[SELECTED PASSAGE Boundary: Start]

Following up from our earlier post, this post provides a more intimate look of the process:
"Being my first experience in the professional realm of data science, it was (and still is) a steep learning curve. In this post, I look forward to describing the main challenges and obstacles I faced as a budding data scientist.
Noticing my naivety and maintaining my patience and thoroughness were challenges I contended with repeatedly in my first weeks as a data scientist. They showed themselves in countless different forms, with shortfalls in achieving them often causing unnecessary mistakes and lesser quality output.
Ensuring maximal data quality is one of the most crucial, yet overlooked, steps necessary to performing proper data analysis. When given a big data set, I at first found it very tempting to rush through the data optimization and essentially throw the values into a model, hoping something worthwhile would be returned.
I quickly learned, however, that ensuring the maximal quality of the data being inputted into the model is of utmost importance. This step not only includes the normalization of certain values or the calculation of the log difference, but also entails the choosing of the right data to use.
Choosing the most useful data to use calls upon the data scientist to overcome another, related, challenge. Having just finished my first year of college, I had no experience in the field of marketing (eBrandValue’s field of focus), nor did I think any would be a necessary prerequisite for my work with data. It didn’t take me long to realize that a crucial part of a data scientists’ work calls upon them to employ their talent of thoroughness to look beyond the numbers. I found it extremely useful to give myself a solid foundation in the field. Having a more wholesome understanding of the data greatly increased my efficiency and quality of my work.

[SELECTED PASSAGE Boundary: End]
[EXERCISE DATA Boundary: Start]

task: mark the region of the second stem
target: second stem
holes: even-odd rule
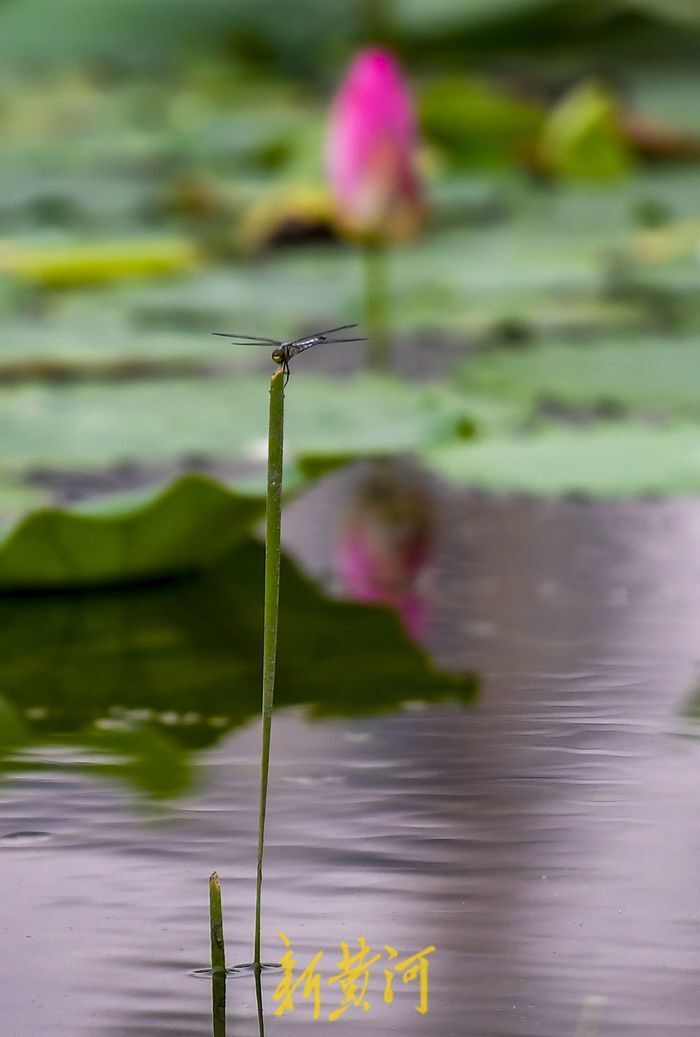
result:
[[[270,426],[268,433],[268,507],[264,550],[264,618],[262,632],[262,745],[260,751],[260,806],[257,826],[257,879],[255,885],[255,941],[253,962],[260,966],[260,905],[262,896],[262,851],[268,808],[270,736],[272,733],[277,626],[280,596],[280,537],[282,530],[282,461],[284,441],[284,372],[280,368],[270,382]]]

[EXERCISE DATA Boundary: End]

Continue the blog post about early challenges as a new data scientist, picking up after its final sentence.

[WRITTEN RESPONSE]:
Additionally, a data scientist must be patient, and be willing to overcome many frustrations in order to reach deeper intuitions and more useful conclusions. Oftentimes the models I would create would be faulty, or not provide me with any deeper understanding. Solving these issues sometimes required a strategy of trail-and-error, and other times the creation of a tedious and long program that checked the model’s quality (the latter for regression models). Reaching worthwhile conclusions required much repetition and patience.
A Data Scientist’s job is complex for countless reasons, among them the need for statistical and programming prowess. However, my first experiences in the field made clear to me that without a passion for the work one is doing, such technical skills are of little use. To be successful, a data scientist must be thorough, methodical, and patient in order to fully and completely vet the data, do the necessary research, make high quality models, and more. Quality trumps quantity in this field, with patience and determination being the keys to overcoming most challenges. As I continue my work, I look forward to refining these skills, and become the best data scientist I can."